* Listed records *

━━━━━━

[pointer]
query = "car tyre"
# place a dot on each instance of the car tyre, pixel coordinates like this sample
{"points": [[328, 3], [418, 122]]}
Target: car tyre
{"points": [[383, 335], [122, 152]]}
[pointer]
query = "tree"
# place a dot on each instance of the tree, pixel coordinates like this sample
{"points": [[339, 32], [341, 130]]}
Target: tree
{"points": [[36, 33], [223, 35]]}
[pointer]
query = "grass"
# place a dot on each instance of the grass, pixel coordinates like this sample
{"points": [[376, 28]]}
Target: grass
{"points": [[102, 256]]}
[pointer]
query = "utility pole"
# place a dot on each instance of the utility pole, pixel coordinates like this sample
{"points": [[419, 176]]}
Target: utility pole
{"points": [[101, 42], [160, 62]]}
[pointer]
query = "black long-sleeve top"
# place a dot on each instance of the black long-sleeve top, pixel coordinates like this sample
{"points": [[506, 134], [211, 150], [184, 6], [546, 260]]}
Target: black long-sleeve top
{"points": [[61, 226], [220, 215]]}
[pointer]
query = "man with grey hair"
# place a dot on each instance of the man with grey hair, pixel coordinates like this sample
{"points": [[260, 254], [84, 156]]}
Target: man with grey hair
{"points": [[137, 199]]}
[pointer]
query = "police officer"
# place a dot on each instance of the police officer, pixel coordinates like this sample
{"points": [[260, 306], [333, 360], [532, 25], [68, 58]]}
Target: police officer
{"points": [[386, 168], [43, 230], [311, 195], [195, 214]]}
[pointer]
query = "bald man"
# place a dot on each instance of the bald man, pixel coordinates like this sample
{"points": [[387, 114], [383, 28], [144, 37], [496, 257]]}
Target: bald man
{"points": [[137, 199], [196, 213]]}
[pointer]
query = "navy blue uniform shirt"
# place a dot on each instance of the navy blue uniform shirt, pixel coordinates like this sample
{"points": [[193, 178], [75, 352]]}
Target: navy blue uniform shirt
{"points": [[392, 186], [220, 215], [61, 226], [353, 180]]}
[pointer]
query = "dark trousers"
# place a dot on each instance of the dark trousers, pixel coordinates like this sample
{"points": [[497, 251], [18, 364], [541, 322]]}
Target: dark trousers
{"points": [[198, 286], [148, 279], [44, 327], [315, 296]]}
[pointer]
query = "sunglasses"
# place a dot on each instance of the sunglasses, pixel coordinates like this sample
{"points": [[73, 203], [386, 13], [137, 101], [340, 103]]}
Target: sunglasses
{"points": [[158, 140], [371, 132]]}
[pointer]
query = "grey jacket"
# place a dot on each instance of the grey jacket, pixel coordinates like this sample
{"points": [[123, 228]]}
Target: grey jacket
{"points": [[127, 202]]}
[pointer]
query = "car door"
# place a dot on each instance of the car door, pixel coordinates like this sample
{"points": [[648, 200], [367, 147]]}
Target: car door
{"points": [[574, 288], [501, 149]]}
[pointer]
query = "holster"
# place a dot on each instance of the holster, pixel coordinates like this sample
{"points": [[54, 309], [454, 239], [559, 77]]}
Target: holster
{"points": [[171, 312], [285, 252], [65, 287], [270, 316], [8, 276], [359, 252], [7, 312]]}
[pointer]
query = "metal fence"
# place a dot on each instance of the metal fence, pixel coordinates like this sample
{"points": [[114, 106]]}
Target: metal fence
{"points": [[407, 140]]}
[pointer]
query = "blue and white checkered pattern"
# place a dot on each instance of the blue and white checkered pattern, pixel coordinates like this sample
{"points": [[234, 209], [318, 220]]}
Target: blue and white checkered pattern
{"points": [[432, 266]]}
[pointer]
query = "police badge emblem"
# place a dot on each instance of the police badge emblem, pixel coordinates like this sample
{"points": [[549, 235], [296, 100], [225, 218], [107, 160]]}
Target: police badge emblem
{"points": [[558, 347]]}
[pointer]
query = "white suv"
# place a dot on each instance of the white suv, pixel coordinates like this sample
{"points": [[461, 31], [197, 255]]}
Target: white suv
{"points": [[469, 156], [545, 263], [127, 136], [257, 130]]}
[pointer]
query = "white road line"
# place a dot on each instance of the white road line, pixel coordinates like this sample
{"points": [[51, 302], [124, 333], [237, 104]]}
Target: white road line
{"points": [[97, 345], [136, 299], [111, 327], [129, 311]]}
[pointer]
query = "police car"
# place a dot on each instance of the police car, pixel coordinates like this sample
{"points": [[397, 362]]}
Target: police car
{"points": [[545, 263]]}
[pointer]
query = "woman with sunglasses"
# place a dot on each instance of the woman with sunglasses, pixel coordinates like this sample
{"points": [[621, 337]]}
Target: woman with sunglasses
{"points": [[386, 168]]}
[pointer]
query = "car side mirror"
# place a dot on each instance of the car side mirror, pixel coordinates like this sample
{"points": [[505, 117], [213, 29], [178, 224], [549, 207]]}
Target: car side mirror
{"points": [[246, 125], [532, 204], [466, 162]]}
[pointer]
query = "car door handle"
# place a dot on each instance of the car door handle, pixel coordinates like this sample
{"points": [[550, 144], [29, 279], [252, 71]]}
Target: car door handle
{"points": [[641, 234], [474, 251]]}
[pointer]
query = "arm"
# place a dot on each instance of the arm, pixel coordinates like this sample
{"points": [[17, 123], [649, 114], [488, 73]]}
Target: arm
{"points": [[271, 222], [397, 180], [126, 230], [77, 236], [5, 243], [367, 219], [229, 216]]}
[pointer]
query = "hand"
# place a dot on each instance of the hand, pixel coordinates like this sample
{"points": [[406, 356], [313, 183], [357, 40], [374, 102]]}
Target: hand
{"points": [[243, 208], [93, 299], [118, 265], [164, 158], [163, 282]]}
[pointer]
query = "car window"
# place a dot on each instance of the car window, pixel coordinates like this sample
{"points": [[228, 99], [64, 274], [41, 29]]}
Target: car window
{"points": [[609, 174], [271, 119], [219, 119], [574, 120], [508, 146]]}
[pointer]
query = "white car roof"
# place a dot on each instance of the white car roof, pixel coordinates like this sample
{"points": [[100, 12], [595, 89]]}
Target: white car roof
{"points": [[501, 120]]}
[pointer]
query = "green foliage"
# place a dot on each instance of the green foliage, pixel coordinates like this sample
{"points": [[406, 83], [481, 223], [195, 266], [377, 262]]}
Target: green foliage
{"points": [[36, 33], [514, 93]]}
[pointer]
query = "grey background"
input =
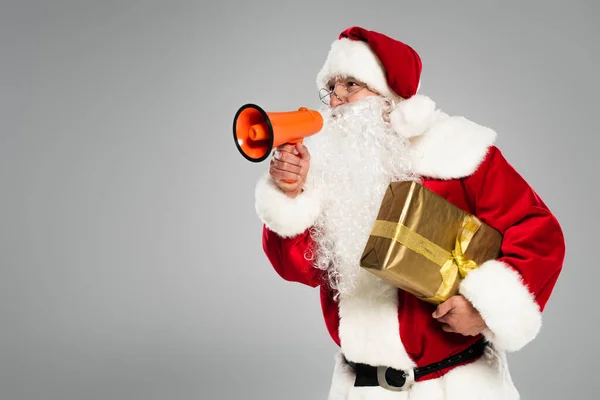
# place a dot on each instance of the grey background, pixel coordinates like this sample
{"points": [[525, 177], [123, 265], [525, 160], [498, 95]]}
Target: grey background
{"points": [[130, 251]]}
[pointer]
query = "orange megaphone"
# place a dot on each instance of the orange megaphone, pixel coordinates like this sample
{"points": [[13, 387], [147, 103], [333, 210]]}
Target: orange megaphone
{"points": [[257, 132]]}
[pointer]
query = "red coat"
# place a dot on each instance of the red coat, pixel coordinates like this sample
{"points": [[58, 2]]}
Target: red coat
{"points": [[459, 162]]}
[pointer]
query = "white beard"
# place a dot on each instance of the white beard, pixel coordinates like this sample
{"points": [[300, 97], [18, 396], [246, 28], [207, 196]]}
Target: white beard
{"points": [[353, 159]]}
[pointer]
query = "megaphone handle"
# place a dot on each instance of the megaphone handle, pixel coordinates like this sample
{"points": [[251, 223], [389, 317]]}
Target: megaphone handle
{"points": [[293, 142]]}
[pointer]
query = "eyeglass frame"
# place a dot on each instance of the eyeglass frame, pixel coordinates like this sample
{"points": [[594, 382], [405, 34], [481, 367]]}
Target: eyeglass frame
{"points": [[331, 92]]}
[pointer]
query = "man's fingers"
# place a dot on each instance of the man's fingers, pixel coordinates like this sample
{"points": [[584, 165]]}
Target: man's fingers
{"points": [[285, 166], [302, 151], [288, 158], [443, 309]]}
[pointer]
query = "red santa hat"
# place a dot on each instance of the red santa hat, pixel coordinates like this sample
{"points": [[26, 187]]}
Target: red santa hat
{"points": [[388, 66]]}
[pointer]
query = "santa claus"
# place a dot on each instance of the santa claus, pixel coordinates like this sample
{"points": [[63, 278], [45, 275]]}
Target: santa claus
{"points": [[319, 201]]}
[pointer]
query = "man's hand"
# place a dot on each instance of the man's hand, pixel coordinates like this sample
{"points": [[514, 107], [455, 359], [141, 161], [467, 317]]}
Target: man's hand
{"points": [[458, 315], [290, 163]]}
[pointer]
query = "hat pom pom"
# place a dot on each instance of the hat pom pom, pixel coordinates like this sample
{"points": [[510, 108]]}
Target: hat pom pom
{"points": [[413, 116]]}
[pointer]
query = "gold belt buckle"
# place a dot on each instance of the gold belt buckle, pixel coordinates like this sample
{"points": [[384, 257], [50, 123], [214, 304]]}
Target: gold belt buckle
{"points": [[382, 381]]}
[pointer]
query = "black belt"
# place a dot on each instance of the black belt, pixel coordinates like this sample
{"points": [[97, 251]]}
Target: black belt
{"points": [[393, 379]]}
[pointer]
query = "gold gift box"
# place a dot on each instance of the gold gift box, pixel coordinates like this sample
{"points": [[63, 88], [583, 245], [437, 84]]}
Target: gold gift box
{"points": [[424, 244]]}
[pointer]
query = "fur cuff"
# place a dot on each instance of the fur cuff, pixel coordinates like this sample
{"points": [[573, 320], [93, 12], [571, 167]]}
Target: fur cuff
{"points": [[283, 215], [509, 309], [413, 116]]}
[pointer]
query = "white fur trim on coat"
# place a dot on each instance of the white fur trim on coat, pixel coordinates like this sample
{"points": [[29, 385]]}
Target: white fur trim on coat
{"points": [[354, 58], [286, 216], [369, 329], [487, 378], [452, 147], [509, 309], [413, 116]]}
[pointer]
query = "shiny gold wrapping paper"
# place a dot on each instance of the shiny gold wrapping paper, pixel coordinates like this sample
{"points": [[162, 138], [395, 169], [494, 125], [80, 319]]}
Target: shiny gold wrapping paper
{"points": [[424, 244]]}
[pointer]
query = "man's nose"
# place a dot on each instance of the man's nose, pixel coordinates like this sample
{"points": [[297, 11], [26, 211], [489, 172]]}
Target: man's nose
{"points": [[335, 101]]}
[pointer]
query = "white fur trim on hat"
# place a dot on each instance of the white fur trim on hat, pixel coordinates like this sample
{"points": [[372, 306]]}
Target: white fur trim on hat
{"points": [[413, 116], [354, 58], [507, 306], [284, 215]]}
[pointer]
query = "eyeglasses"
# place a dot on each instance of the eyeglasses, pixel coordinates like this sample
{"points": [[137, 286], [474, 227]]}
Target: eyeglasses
{"points": [[343, 91]]}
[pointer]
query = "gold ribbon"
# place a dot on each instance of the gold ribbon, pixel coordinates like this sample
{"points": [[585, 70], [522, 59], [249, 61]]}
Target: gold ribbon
{"points": [[452, 263]]}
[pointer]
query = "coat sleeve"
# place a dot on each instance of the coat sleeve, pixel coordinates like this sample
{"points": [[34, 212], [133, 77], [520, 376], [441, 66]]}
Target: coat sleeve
{"points": [[511, 291], [286, 237]]}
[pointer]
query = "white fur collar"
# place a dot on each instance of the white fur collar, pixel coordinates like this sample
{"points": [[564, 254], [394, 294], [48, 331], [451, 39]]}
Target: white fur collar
{"points": [[445, 147]]}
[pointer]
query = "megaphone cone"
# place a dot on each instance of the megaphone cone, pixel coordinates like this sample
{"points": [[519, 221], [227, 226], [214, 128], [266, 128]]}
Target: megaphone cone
{"points": [[257, 132]]}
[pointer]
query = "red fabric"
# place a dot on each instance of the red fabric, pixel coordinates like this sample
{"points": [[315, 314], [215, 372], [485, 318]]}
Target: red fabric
{"points": [[533, 244], [401, 62]]}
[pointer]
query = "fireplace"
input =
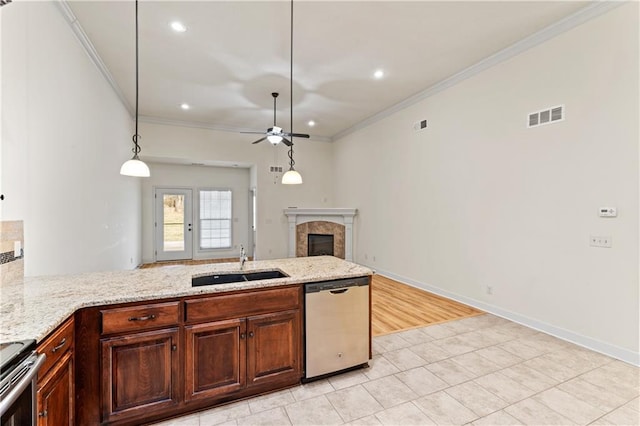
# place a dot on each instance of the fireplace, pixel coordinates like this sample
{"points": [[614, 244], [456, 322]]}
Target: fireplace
{"points": [[319, 245], [337, 222]]}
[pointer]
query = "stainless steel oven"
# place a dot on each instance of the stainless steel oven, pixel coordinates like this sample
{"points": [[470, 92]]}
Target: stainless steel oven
{"points": [[19, 365]]}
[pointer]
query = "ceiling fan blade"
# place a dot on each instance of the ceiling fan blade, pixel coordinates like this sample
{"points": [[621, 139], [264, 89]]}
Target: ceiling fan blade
{"points": [[297, 135]]}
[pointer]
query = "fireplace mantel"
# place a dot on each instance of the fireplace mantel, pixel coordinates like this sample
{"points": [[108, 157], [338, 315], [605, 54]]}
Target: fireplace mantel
{"points": [[342, 216]]}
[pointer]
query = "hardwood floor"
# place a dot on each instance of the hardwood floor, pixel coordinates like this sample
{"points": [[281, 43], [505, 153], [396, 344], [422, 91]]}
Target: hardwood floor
{"points": [[397, 306]]}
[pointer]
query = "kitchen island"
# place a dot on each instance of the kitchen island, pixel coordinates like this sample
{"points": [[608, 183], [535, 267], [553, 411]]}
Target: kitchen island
{"points": [[144, 345]]}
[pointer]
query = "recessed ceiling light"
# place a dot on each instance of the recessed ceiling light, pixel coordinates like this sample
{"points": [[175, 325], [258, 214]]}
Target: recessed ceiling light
{"points": [[178, 27]]}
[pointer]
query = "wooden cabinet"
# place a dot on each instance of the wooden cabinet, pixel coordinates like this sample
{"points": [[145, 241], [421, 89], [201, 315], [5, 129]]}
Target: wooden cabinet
{"points": [[55, 389]]}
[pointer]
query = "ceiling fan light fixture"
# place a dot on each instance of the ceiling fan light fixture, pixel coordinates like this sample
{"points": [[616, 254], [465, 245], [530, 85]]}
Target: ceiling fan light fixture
{"points": [[292, 177], [274, 139]]}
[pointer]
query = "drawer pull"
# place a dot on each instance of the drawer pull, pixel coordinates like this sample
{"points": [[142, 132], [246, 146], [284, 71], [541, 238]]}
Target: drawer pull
{"points": [[143, 318], [60, 345]]}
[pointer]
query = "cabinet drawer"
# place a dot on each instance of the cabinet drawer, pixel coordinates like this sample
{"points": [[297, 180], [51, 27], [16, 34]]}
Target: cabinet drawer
{"points": [[55, 346], [135, 318], [242, 304]]}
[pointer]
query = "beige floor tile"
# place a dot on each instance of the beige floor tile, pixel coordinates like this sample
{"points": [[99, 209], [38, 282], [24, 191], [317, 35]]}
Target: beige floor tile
{"points": [[499, 356], [379, 366], [476, 398], [455, 345], [443, 409], [531, 412], [520, 348], [592, 394], [498, 418], [311, 390], [270, 401], [451, 372], [429, 352], [439, 331], [569, 406], [274, 417], [390, 342], [225, 413], [529, 377], [504, 387], [422, 381], [389, 391], [617, 377], [404, 359], [415, 336], [406, 414], [314, 411], [353, 403], [345, 380], [476, 363]]}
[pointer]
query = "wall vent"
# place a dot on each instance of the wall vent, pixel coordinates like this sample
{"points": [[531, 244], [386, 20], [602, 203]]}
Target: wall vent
{"points": [[546, 116], [422, 124]]}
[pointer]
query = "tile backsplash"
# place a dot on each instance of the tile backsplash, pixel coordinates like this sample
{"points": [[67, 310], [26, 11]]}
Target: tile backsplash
{"points": [[11, 261]]}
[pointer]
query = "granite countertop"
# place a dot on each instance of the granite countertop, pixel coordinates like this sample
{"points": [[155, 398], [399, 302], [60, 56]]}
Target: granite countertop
{"points": [[35, 306]]}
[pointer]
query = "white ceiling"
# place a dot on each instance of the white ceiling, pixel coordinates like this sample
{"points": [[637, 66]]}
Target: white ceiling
{"points": [[235, 53]]}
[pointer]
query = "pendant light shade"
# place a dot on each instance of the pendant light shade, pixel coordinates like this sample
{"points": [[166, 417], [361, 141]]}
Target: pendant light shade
{"points": [[135, 167], [292, 177]]}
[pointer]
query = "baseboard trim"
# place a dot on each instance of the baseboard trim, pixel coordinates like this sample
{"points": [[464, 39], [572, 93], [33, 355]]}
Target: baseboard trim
{"points": [[587, 342]]}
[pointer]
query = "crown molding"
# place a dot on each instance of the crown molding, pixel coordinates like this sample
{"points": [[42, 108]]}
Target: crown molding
{"points": [[583, 15]]}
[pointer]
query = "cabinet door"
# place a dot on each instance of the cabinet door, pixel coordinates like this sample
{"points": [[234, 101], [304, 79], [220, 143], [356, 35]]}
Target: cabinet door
{"points": [[215, 356], [139, 373], [273, 347], [55, 394]]}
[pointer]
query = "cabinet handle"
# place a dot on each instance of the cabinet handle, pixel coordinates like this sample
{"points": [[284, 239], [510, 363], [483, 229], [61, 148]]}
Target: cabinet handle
{"points": [[60, 345], [143, 318]]}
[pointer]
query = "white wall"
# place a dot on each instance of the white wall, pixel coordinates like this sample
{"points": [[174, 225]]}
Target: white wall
{"points": [[479, 200], [198, 177], [313, 161], [64, 137]]}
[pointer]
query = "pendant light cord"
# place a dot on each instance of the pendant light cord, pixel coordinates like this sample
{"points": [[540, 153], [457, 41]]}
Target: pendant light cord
{"points": [[136, 148], [291, 162]]}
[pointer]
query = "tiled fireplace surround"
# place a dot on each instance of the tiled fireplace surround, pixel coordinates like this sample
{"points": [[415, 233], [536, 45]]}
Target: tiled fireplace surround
{"points": [[328, 221]]}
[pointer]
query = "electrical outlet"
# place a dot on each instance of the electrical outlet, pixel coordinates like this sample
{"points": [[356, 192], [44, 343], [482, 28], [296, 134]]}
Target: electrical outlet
{"points": [[604, 242]]}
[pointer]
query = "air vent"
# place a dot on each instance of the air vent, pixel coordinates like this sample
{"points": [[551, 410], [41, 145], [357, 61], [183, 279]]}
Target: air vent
{"points": [[420, 125], [546, 116]]}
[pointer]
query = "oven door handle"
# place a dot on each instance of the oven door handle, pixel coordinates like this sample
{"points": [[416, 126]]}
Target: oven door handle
{"points": [[32, 366]]}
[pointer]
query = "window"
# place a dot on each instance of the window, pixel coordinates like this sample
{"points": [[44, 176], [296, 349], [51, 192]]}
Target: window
{"points": [[215, 219]]}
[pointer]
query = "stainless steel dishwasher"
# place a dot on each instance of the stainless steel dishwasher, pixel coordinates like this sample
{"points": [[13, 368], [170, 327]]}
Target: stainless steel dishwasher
{"points": [[336, 326]]}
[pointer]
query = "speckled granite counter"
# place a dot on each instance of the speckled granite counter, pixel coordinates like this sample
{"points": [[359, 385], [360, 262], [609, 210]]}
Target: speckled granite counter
{"points": [[33, 307]]}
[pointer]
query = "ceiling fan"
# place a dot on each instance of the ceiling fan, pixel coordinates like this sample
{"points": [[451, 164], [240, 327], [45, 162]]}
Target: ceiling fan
{"points": [[274, 134]]}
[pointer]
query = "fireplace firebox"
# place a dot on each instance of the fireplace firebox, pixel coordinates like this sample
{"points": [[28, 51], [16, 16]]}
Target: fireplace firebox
{"points": [[319, 245]]}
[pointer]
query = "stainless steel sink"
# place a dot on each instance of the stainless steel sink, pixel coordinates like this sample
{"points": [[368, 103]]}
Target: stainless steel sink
{"points": [[236, 277]]}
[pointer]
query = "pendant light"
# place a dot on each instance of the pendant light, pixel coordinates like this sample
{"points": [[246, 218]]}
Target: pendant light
{"points": [[291, 177], [135, 166]]}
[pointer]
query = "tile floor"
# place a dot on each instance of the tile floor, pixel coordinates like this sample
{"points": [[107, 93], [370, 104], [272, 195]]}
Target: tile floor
{"points": [[482, 370]]}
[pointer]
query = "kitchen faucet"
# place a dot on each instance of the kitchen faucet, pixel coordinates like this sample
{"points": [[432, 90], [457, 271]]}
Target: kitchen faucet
{"points": [[243, 257]]}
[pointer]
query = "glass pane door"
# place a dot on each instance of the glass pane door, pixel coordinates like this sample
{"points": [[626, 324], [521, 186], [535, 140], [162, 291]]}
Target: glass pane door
{"points": [[173, 224]]}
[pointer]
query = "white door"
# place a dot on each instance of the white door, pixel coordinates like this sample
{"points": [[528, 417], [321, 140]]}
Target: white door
{"points": [[174, 220]]}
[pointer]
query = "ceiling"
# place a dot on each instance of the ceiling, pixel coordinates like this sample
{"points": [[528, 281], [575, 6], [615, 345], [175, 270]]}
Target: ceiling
{"points": [[235, 53]]}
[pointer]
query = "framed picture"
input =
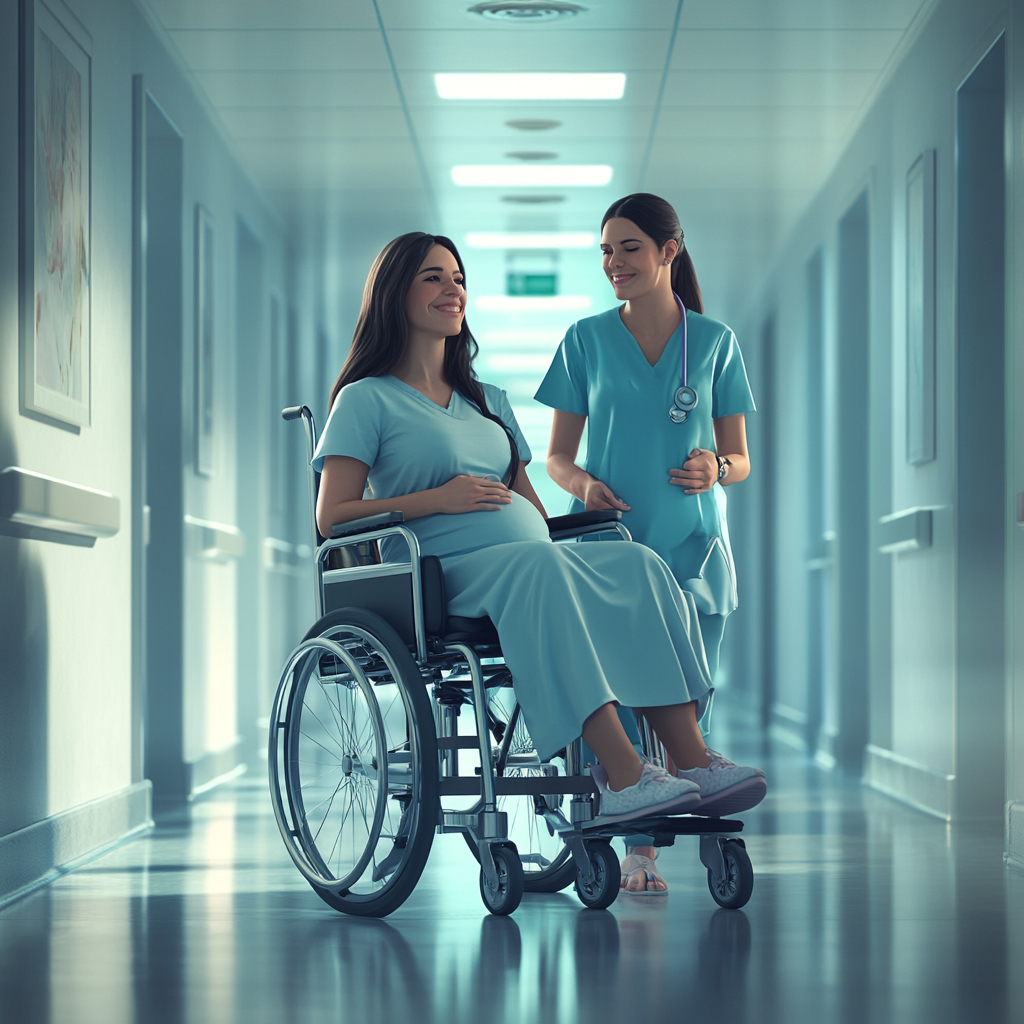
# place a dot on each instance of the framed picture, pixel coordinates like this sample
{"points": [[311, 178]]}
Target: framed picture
{"points": [[921, 309], [55, 121], [203, 356]]}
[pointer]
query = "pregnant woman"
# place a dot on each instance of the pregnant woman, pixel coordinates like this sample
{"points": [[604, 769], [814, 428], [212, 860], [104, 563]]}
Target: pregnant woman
{"points": [[666, 392], [583, 627]]}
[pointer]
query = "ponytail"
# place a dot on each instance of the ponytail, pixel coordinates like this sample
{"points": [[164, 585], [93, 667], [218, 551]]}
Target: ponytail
{"points": [[684, 280]]}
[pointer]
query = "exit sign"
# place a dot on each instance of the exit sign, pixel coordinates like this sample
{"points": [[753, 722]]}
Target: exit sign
{"points": [[531, 284]]}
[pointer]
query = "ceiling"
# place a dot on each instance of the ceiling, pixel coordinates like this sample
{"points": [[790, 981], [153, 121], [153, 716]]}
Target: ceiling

━━━━━━

How many lines in the records above contain the string "sign", with uppercase and lowercase treated as different? Reply with the number only.

* Response to this task *
3